====== Extracted entries ======
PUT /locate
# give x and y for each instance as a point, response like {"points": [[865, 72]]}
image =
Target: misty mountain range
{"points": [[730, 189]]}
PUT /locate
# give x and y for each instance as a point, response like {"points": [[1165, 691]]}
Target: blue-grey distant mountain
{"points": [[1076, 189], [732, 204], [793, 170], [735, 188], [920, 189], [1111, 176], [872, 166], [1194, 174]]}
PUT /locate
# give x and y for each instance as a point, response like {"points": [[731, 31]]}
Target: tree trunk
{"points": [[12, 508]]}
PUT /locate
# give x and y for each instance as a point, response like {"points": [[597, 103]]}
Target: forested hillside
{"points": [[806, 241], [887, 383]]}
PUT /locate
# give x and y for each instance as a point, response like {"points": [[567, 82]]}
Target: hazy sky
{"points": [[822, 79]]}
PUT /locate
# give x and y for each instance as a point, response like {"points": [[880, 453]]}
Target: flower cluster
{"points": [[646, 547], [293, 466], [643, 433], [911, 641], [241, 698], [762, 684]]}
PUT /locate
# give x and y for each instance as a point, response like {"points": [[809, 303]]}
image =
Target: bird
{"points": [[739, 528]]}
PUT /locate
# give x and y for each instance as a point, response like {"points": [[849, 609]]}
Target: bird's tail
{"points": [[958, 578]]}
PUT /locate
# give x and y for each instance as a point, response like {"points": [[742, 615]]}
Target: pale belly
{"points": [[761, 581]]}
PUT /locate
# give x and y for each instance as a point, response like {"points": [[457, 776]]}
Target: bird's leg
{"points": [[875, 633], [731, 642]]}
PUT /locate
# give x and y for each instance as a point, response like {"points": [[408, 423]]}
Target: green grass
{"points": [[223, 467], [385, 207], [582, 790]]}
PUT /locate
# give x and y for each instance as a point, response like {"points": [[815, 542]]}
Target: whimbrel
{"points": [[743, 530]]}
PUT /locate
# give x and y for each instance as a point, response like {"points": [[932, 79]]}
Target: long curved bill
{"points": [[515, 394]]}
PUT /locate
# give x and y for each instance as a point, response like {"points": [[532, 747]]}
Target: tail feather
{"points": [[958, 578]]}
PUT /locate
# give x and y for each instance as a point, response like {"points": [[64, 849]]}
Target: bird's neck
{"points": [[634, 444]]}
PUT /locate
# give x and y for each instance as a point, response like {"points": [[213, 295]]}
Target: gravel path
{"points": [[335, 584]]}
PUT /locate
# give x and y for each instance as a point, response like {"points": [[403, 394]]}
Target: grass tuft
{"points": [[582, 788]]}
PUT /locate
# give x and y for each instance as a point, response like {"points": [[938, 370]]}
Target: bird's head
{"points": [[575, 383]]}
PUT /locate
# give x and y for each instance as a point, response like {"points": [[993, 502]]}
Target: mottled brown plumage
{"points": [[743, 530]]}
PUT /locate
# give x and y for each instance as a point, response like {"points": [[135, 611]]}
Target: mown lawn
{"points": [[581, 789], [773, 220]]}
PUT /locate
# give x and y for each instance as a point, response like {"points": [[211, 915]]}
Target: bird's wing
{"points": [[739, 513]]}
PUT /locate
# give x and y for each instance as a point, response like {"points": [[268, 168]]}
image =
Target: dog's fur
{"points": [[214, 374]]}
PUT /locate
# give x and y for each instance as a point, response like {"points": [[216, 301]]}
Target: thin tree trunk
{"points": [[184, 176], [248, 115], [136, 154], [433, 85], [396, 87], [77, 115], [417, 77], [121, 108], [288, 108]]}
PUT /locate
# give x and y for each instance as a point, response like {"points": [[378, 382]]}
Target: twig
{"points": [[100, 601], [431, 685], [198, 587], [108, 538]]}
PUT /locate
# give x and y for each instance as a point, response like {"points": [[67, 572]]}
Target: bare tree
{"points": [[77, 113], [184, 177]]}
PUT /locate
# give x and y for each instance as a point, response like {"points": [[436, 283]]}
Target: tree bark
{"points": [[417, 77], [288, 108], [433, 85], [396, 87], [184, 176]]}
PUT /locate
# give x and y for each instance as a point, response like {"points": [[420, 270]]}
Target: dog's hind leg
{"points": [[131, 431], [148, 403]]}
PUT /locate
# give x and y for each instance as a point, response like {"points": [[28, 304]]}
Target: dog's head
======
> [Task prompt]: Return every line of the items above that contains the string "mountain", matching case exactly.

> [Final result]:
Target: misty mountain range
Target: blue-grey distant mountain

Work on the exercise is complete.